◆ Study text ◆
++++++++

Bite-sized gothic tales are appropriate for light summer reading lists, as long as you like things dark and twisty all year round as I do. Before you jump into warmer water, dip your toe in the cold lake and mystery surrounding Lacrimore by S.J. Costello.
A medium named Sivre travels across the lake to a desolate and forgotten house named Lacrimore. When she arrives at the door, Sivre discovers that the man she is supposed to perform funeral rights for is still very much alive. With boats back to the mainland running scarce, Sivre decides to stay at the foreboding home until she can properly carry out her duties. The house and its inhabitants are a dreary bunch, and Sivre will be forced to confront her beliefs as the house seeks an opportunity to expand its power to anyone willing to listen.
With its small page count, Lacrimore keeps a quick pace so its story can be told in its entirety. We don’t get to learn too much about our characters, especially the supporting characters who feel like blips on my radar after keeping my focus on the main three—Sivre, Lalichai, and Vandorus. This is a plot-driven story that delivers a lot within its ~180 pages, but I was eager to learn more about the epidemic that set the stage and the darkness clinging to the decrepit house.

++++++++

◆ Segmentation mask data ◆
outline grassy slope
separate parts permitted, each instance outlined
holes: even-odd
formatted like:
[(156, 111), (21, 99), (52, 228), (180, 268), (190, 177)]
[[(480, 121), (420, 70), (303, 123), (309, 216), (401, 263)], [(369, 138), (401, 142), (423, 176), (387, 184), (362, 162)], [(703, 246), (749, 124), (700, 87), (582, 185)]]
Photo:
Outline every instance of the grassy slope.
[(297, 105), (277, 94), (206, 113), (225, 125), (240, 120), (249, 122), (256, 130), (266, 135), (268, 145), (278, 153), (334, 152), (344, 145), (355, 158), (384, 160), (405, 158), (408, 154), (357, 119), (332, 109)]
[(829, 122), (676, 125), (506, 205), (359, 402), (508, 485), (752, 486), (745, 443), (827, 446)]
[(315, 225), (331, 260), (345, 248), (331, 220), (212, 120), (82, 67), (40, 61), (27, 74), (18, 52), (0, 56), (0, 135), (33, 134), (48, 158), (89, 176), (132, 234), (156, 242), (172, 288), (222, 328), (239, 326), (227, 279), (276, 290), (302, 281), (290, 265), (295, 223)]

++++++++

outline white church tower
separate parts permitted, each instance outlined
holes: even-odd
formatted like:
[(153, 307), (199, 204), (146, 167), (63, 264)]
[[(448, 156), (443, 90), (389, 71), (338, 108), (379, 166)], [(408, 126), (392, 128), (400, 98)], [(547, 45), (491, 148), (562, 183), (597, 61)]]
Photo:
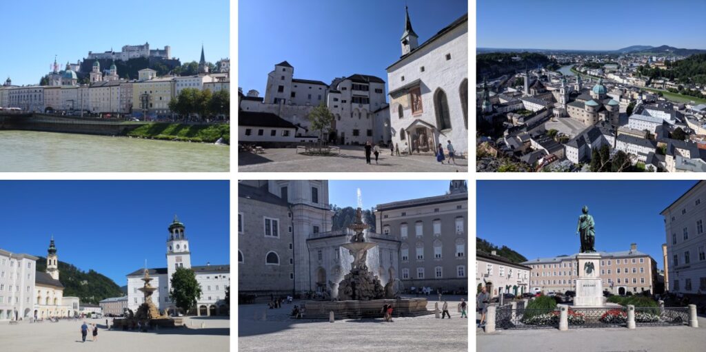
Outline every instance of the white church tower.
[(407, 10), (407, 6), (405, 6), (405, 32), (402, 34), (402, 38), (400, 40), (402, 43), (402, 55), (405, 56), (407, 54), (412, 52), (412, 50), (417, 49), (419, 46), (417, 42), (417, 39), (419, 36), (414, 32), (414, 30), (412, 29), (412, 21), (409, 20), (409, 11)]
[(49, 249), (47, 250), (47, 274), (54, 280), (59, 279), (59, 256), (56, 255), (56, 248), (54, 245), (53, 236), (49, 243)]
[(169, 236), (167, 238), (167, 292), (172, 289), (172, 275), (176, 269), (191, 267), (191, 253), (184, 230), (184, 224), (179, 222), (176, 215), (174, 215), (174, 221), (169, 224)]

++++++++

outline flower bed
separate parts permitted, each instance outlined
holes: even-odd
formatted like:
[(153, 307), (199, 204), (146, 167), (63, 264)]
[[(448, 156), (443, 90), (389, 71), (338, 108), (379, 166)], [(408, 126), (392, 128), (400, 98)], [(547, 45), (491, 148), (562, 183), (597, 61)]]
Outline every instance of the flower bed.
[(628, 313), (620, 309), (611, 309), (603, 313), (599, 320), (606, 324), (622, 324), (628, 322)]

++++++++

◆ Set of tasks ◆
1: Which three characters does the Lacrimore review name as the main three?
2: Pick up the Lacrimore review after its final sentence and keep writing it.
Nothing in the listing is needed for this work.

◆ Answers given ◆
1: Sivre, Lalichai, and Vandorus.

2:
Lacrimore is the first book I’ve read where the content and themes feel shaped by the COVID-19 pandemic. In the story, the mainland was ravaged by an epidemic that the three main characters were involved in via their work as doctors or a medium. All three characters were changed by the role they played and it’s interesting to see how they come away from such a horrific event. What I enjoyed the most though was Costello’s commentary on how tragedy creates an abundance of nameless and forgotten people. Lacrimore on its desolate little island became the dumping ground for the sick, and so many were disconnected from the world and sent away to die. Costello treats the ones who survived as a forgotten group as well. They are alive but on the other side of a traumatic experience where some find themselves cast out from society and others suffering alone in their unresolved pain.
I want to point out the disorienting perspective shifts in this book because it really adds to the creepy atmosphere at Lacrimore. As the story changed from moment to moment between characters without any clear delineation, it felt like the house was peaking into its own corridors to check on its inhabitants. It popped in to spy on Sivre holed up in her room, then shifted to Fel wandering the damp underground, then quickly over to Vandorous who is pouring over his books. It took a while to get used to the abruptness of it all, but I started to dig the shifts because it felt like the house had eyes everywhere. No place in the house felt safe, and I was forced to watch the characters navigate inside its bones.
Lacrimore is a nice way to get a dose of darkness without fully immersing yourself in a big mystery. S.J. Costello provides us with a neat, little horror story that can be easily enjoyed in one sitting so as to not fully blot out the summer sun.